### ACTIVITY:
Work through the records that follow and return each line containing the word "trap".

Items listed in a dataset
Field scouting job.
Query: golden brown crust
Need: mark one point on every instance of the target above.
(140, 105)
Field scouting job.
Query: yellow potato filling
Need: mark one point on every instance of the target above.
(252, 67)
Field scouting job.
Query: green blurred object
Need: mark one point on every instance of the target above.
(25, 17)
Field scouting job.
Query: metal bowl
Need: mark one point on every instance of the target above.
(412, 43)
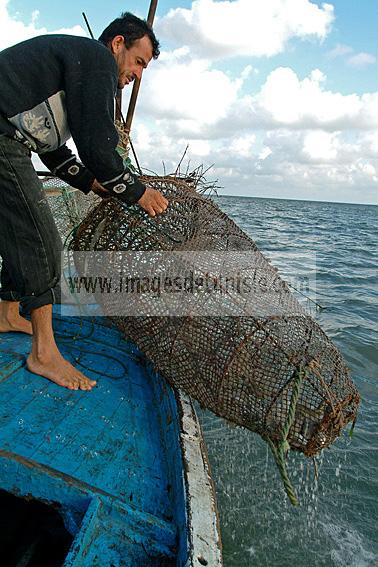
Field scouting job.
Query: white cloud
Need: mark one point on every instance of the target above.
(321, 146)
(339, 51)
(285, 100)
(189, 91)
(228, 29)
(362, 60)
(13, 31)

--

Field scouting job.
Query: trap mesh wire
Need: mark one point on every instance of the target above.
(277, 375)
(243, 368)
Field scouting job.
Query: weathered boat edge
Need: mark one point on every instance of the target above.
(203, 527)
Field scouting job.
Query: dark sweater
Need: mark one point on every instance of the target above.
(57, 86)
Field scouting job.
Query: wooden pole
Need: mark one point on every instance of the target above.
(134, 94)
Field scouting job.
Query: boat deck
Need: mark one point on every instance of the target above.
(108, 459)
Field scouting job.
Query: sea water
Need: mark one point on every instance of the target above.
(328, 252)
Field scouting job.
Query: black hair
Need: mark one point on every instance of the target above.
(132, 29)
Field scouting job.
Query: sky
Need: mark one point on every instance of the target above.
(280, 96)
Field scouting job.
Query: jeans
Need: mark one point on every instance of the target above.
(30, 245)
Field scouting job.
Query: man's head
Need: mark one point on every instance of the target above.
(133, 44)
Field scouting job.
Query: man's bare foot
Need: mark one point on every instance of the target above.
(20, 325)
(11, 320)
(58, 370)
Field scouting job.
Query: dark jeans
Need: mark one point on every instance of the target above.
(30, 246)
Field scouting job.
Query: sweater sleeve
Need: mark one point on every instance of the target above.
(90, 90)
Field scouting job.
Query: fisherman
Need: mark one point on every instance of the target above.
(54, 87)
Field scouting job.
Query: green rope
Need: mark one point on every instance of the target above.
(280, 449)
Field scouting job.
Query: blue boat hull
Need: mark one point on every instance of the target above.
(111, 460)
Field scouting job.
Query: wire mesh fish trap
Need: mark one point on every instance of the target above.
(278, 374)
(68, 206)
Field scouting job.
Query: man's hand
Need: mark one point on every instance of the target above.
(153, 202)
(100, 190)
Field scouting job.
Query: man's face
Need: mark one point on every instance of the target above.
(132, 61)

### EXPECTED OUTPUT:
Query: trap mesh wire
Query: wire mesh fish trap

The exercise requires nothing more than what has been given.